[Recorded data]
____________
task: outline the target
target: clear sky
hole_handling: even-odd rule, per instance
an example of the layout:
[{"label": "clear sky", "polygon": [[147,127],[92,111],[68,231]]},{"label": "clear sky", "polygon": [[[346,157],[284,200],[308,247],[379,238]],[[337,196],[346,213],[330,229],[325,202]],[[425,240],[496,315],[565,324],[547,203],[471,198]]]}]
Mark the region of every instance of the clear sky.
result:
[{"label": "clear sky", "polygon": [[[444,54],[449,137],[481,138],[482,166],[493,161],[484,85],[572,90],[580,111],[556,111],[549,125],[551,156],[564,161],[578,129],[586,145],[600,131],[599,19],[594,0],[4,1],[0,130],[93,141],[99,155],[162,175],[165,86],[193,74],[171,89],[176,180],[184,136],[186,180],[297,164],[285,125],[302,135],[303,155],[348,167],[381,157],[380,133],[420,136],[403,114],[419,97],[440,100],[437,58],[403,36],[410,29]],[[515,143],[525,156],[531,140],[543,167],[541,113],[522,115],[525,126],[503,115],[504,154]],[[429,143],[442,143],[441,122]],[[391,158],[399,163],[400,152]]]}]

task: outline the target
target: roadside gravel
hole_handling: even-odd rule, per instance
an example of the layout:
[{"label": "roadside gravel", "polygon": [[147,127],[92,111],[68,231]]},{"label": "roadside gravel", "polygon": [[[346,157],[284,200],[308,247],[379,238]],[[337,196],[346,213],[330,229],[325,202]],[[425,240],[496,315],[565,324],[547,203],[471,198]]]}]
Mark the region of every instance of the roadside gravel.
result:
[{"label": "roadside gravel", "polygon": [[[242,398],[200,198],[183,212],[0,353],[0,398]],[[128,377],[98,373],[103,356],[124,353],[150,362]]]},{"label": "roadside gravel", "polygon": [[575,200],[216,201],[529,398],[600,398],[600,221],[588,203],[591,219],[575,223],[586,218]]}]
____________
> The exercise
Transcribe each record exactly. Leave nothing out.

> Completed exercise
task: outline the target
target: clear sky
hole_handling: even-odd rule, per instance
an example of the layout:
[{"label": "clear sky", "polygon": [[147,127],[92,111],[68,231]]},{"label": "clear sky", "polygon": [[[346,157],[284,200],[308,247],[379,238]],[[337,196],[346,213],[330,229],[325,202]],[[425,240],[496,315],[565,324],[547,203],[471,198]]]}]
Mark the region of every instance of the clear sky.
result:
[{"label": "clear sky", "polygon": [[[444,54],[449,137],[481,138],[482,166],[493,161],[484,85],[572,90],[580,111],[556,111],[549,125],[551,156],[564,161],[578,129],[586,145],[600,131],[599,19],[594,0],[4,1],[0,130],[93,141],[99,155],[162,175],[165,86],[193,74],[171,89],[176,180],[184,136],[186,180],[297,164],[285,125],[302,135],[303,155],[348,167],[381,157],[380,133],[420,136],[403,114],[419,97],[440,100],[437,58],[403,36],[410,29]],[[515,143],[525,156],[531,140],[543,167],[541,113],[522,115],[525,126],[503,115],[504,154]],[[429,143],[442,143],[441,122]],[[391,158],[399,163],[400,152]]]}]

task: outline the target
target: roadside gravel
hole_handling: even-odd rule, per instance
an example of the layout:
[{"label": "roadside gravel", "polygon": [[147,127],[92,111],[68,231]]},{"label": "roadside gravel", "polygon": [[[346,157],[284,200],[308,247],[379,238]],[[337,196],[346,213],[330,229],[325,202]],[[425,240],[496,315],[565,324],[547,203],[471,198]]]}]
Mark the region of every instance of the roadside gravel.
result:
[{"label": "roadside gravel", "polygon": [[[242,398],[200,198],[183,212],[0,353],[0,398]],[[128,377],[98,373],[103,356],[124,353],[150,362]]]},{"label": "roadside gravel", "polygon": [[575,200],[216,201],[529,398],[600,398],[600,221],[588,203],[591,219],[575,223],[586,218]]}]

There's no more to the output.